--- START Data records ---

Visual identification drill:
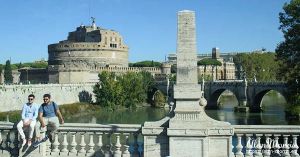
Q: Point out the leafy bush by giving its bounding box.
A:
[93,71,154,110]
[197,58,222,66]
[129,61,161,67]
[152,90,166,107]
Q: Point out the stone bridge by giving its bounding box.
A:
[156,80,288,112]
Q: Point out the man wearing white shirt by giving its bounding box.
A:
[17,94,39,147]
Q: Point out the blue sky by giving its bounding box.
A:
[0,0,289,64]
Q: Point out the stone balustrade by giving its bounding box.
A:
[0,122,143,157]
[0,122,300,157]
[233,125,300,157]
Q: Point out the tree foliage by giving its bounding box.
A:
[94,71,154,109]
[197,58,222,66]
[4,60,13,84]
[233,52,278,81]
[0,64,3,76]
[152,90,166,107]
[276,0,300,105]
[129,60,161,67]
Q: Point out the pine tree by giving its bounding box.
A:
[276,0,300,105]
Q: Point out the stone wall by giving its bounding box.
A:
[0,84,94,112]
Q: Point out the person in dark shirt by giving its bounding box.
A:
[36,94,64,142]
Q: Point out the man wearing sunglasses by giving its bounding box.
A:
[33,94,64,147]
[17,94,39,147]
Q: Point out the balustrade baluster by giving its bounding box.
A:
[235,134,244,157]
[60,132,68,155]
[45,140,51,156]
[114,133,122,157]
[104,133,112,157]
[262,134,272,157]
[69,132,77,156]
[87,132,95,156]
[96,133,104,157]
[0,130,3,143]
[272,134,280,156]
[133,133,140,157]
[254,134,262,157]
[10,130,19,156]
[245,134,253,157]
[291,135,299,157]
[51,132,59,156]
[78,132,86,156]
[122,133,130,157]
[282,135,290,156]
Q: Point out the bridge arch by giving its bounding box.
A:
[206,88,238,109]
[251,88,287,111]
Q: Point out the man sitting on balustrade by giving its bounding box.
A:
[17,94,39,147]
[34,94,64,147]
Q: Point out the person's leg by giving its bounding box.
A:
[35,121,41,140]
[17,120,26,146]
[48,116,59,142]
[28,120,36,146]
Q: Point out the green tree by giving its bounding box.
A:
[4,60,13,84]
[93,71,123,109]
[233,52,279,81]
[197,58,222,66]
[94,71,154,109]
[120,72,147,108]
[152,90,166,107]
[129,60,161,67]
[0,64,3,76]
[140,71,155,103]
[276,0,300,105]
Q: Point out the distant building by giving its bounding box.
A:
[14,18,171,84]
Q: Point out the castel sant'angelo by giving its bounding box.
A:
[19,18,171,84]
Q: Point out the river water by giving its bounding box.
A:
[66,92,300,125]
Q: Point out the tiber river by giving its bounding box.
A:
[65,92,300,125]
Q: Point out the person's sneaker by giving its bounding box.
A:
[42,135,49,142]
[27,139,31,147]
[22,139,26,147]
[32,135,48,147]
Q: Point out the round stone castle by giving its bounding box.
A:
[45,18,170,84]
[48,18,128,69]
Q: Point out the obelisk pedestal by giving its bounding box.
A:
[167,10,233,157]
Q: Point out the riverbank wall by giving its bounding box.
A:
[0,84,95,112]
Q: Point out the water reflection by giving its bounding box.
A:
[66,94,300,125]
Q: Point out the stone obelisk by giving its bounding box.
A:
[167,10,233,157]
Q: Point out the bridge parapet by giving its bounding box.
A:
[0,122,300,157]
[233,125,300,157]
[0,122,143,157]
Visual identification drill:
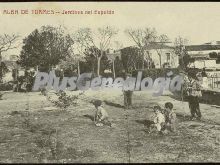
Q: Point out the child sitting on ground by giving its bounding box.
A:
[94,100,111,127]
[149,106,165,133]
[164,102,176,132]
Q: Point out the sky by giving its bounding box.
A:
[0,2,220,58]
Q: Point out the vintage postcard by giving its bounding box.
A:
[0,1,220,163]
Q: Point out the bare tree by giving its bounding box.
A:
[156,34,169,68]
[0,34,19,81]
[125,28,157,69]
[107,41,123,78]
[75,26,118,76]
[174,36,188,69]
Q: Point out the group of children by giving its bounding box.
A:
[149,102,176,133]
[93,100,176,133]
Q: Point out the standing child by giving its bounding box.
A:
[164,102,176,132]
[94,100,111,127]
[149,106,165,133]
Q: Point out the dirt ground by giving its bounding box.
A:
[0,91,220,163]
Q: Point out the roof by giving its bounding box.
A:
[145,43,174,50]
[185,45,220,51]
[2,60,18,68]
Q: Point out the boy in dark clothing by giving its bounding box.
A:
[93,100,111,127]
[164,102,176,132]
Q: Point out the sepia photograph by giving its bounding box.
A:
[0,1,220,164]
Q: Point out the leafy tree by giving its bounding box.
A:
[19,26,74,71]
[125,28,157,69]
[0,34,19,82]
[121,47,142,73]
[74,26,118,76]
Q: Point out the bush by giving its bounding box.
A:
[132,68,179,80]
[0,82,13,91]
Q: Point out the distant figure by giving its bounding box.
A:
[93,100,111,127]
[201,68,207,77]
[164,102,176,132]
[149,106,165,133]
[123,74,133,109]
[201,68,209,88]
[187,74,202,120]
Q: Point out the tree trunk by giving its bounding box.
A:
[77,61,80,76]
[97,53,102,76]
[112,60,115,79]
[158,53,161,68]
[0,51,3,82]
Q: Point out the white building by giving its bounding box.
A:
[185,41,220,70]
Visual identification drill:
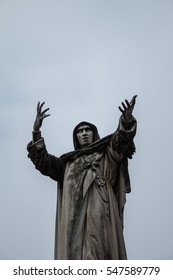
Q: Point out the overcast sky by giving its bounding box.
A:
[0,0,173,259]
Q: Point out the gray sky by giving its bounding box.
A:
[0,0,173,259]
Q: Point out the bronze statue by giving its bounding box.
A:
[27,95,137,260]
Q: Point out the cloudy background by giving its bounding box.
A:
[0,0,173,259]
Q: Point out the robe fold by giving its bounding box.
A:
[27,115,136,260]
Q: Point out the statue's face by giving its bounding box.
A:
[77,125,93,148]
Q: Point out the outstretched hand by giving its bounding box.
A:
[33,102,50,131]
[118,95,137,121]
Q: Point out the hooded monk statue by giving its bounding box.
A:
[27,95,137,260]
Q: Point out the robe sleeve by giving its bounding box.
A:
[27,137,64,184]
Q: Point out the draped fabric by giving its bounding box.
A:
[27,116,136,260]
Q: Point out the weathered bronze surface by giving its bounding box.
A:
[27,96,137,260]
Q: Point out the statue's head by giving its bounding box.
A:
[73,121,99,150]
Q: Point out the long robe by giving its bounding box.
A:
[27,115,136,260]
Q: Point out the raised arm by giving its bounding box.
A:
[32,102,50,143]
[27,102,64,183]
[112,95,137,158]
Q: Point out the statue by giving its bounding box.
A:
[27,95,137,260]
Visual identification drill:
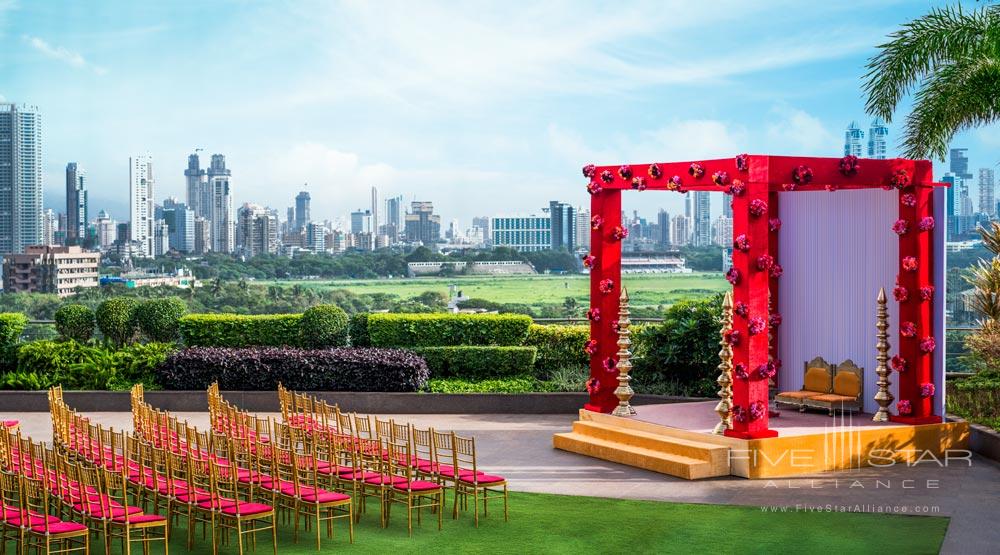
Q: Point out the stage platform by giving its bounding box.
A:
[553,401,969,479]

--- END Data records ---

• _Written exercise_: Locate each line in the records above that contains the word "shirt" and copy those lines out. Letter case counts.

• _Response_:
Q: Point out the man wearing white shirt by giving its bounding box.
Q: Point out the person in dark shirt by giving its bounding box.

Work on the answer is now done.